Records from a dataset

=== Section Start ===

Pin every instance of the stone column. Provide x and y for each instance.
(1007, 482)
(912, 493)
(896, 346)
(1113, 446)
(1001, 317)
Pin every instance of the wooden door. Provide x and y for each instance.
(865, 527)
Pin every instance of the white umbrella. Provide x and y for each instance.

=== Section End ===

AIM OF THE TASK:
Take the entries above and copy them out exactly.

EXERCISE RESPONSE:
Pin every instance of the stone column. Provide x and y for each instance.
(1007, 482)
(912, 493)
(896, 346)
(1113, 446)
(1001, 317)
Pin every instance of the wooden door. Provide x and y for each instance.
(865, 527)
Pin every instance of the white umbrella. Provide x and y for each instance.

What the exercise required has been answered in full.